Stored data entries
• • • • • • •

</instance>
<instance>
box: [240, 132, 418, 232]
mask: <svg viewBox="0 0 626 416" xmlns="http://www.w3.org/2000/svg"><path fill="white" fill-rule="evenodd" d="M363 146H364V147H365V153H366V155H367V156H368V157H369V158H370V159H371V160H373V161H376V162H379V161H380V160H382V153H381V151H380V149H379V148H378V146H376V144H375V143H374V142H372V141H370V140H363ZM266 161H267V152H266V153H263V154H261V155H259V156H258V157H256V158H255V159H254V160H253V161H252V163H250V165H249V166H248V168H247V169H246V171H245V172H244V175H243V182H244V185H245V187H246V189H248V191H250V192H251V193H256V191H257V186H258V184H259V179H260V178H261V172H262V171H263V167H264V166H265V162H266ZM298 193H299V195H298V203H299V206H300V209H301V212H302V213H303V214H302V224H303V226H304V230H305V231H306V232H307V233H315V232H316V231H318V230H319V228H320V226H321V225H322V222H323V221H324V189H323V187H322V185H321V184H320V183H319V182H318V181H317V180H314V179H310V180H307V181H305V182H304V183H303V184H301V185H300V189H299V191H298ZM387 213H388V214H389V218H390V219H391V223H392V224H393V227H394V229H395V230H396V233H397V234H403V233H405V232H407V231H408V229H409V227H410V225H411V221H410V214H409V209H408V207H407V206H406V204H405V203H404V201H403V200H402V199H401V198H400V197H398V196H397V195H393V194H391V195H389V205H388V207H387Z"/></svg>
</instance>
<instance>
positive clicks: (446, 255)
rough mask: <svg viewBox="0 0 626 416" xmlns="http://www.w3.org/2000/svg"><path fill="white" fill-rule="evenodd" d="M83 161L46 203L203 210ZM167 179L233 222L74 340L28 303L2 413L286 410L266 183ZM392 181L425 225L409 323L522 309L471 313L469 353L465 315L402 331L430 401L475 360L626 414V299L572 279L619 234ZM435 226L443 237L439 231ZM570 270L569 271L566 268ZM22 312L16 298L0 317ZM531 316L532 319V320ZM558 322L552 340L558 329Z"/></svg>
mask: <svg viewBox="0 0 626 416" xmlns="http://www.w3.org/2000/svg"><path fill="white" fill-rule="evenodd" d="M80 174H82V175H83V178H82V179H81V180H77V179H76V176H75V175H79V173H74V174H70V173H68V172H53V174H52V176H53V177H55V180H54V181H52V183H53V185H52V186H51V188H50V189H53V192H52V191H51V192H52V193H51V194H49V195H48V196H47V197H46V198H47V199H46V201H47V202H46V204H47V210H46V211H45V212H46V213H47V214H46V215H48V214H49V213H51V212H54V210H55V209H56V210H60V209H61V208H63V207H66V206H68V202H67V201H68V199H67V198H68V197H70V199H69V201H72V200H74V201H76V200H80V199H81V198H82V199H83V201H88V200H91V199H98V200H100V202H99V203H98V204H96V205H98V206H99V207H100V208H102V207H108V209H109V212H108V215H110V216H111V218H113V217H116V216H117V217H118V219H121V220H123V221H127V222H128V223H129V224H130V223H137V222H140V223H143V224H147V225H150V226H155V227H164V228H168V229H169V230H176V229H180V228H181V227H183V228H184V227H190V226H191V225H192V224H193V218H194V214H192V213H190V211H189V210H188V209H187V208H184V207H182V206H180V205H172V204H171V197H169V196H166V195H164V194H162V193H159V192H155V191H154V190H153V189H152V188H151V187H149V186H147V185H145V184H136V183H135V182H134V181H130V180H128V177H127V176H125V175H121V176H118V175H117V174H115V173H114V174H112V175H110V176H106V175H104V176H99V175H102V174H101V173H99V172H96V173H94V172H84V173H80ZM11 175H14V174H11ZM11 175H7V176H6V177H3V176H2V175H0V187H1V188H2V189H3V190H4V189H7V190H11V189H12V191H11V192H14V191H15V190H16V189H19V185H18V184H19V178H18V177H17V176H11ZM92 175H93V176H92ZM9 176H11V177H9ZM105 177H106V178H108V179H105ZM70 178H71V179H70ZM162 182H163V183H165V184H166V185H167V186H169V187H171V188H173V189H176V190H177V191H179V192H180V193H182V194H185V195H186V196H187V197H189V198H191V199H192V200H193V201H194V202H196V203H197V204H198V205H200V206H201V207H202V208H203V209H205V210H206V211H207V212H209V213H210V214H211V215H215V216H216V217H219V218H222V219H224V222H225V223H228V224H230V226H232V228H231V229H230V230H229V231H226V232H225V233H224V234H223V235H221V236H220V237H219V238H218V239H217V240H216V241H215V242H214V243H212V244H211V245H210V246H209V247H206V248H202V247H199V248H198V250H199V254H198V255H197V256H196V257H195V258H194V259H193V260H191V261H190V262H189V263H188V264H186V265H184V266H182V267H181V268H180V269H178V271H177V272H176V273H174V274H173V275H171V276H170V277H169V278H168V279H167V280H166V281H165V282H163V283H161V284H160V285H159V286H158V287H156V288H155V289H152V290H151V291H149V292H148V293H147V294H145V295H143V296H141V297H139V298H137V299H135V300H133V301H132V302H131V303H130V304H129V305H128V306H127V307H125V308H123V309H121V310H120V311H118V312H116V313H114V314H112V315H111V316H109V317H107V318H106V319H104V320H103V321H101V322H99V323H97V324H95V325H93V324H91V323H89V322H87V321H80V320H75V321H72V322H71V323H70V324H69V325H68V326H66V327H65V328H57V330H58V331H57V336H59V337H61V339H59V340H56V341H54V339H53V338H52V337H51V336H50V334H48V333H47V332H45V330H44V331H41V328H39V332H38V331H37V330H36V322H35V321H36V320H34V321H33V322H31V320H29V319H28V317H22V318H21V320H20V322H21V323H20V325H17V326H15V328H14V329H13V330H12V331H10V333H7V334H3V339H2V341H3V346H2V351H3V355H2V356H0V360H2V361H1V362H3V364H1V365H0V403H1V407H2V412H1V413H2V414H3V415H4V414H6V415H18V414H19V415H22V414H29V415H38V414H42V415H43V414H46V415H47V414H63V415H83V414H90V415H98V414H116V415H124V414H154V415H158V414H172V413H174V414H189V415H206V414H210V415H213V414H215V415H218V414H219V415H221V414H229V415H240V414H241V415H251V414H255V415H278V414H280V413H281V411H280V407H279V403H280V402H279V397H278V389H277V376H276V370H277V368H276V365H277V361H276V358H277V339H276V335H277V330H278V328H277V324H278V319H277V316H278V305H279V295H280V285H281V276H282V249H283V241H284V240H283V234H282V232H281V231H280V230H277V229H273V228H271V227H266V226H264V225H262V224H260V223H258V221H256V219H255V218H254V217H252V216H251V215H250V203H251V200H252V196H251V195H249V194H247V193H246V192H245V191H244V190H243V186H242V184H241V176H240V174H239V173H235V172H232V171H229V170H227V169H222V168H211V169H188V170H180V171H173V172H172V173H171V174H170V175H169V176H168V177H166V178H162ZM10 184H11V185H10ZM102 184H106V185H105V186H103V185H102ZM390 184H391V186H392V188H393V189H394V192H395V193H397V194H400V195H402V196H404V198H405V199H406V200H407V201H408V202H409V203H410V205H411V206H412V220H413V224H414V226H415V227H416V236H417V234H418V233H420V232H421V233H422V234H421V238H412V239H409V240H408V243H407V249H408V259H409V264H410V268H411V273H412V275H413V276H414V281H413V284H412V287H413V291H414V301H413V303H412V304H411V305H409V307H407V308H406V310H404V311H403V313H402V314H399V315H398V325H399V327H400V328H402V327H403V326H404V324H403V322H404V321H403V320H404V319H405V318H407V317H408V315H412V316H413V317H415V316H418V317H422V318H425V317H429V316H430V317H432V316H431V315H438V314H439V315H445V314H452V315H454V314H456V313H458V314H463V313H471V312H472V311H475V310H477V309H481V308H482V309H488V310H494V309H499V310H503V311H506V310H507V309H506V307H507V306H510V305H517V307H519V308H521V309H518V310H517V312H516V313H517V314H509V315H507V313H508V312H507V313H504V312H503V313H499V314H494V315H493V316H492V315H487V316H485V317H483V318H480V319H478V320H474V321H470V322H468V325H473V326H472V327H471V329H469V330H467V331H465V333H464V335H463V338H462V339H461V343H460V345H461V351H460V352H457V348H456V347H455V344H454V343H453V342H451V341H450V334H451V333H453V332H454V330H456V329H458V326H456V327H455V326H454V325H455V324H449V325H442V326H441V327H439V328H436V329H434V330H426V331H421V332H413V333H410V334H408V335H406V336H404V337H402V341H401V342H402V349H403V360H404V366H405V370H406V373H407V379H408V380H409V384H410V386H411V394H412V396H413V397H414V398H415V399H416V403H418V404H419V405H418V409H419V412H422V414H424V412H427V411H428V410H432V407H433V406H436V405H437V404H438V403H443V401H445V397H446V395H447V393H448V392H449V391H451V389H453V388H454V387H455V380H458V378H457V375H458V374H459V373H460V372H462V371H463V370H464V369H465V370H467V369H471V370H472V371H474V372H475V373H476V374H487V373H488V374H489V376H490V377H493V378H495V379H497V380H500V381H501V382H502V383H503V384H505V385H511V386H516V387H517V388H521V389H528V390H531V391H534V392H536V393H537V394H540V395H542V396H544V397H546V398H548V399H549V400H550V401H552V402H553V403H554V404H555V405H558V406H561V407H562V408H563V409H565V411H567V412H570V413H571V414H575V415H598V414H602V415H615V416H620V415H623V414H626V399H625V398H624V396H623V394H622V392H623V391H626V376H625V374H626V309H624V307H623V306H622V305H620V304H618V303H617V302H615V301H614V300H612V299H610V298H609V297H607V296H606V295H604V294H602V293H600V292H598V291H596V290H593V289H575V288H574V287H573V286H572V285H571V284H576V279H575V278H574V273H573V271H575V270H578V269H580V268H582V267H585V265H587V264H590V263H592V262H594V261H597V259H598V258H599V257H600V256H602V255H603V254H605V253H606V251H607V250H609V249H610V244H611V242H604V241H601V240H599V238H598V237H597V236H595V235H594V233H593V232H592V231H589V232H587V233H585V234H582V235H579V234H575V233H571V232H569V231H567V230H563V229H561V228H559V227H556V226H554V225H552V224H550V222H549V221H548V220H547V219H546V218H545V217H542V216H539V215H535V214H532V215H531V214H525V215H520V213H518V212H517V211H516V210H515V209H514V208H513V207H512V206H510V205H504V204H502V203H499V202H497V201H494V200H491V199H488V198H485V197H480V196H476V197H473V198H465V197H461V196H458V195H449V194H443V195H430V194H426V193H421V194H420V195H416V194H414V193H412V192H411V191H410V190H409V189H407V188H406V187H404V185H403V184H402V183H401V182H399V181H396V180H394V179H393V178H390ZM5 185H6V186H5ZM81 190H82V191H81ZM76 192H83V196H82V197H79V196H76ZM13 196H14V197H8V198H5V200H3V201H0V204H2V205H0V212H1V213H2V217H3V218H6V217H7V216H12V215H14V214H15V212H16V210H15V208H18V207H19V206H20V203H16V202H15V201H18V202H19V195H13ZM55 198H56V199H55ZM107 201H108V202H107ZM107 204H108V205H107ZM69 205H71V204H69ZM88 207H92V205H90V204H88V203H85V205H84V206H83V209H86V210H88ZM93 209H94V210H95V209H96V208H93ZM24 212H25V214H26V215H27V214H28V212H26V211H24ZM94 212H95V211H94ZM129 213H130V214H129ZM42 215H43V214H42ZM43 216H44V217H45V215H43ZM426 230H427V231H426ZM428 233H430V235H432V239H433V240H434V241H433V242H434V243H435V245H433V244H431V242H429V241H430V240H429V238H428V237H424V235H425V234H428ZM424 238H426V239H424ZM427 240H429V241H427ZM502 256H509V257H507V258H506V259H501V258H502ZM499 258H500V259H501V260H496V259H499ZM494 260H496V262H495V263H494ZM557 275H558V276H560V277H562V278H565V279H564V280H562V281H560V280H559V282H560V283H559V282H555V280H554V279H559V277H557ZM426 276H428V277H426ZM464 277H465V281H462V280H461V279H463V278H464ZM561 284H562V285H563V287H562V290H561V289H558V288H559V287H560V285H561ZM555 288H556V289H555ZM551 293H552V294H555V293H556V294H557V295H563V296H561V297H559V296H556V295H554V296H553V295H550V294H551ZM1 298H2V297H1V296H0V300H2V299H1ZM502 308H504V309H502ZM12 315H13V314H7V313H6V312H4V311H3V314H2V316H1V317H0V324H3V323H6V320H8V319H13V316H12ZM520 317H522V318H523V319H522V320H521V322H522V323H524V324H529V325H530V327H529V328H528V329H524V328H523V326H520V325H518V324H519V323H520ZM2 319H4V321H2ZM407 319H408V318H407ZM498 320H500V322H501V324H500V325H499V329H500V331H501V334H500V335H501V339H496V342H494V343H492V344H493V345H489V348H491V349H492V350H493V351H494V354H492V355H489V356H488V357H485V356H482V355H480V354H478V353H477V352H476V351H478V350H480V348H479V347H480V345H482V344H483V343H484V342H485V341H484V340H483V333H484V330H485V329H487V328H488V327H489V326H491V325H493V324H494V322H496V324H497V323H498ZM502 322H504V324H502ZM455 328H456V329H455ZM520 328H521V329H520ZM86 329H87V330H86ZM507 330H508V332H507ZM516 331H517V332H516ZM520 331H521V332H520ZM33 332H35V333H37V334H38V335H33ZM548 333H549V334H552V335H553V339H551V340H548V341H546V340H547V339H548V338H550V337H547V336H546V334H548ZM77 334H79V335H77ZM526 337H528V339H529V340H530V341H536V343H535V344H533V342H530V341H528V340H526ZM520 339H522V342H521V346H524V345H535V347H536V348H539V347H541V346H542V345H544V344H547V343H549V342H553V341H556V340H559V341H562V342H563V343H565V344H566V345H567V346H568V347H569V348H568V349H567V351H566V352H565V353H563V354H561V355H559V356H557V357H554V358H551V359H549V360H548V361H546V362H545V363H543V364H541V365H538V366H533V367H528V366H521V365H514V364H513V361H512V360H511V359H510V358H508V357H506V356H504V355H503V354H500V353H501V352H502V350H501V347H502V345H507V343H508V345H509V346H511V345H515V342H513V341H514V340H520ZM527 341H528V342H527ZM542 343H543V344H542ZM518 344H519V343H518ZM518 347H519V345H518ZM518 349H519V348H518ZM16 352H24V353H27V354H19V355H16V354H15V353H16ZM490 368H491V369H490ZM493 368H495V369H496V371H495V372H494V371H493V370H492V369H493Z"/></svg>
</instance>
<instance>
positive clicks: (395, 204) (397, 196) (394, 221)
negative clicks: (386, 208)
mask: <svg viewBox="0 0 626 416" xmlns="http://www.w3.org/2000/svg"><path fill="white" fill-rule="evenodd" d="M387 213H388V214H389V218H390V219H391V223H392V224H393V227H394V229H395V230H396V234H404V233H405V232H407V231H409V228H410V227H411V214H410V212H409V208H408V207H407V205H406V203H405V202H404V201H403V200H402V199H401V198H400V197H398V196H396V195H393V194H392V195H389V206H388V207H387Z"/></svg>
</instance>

• • • • • • •

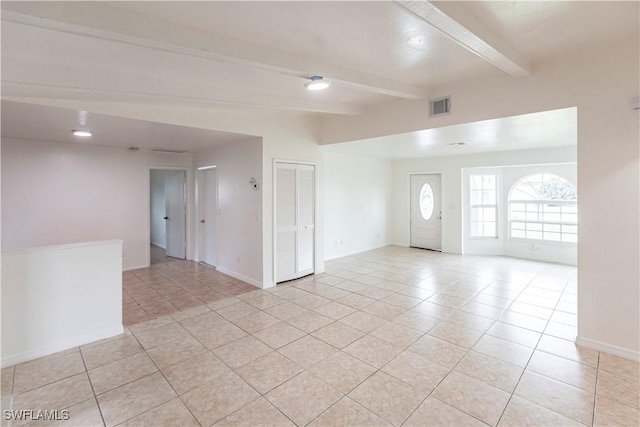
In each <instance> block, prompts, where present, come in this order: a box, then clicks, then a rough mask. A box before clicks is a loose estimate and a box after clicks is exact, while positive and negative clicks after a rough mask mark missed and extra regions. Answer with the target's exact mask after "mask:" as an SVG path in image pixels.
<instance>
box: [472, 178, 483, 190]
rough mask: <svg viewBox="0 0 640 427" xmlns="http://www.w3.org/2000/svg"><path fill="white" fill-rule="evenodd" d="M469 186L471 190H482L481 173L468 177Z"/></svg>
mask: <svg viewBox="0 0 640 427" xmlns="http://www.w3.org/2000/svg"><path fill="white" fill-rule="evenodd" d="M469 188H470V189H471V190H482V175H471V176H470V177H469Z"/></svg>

• • • • • • •

(REQUIRED ACTION) From the data above, extract every line that contains the string "negative", treating uppercase and lowercase letters as distinct.

(ANSWER TO THIS PROBLEM)
negative clicks: (386, 208)
In each <instance> block, prompts, where present, come in this order: a box, then clicks, then a rough mask. A box before clicks is a loose estimate and a box after clicks is exact, while positive and negative clicks after a rough mask mark missed and extra regions. Answer with the target's exact mask after "mask:" as an SVG path in image pixels.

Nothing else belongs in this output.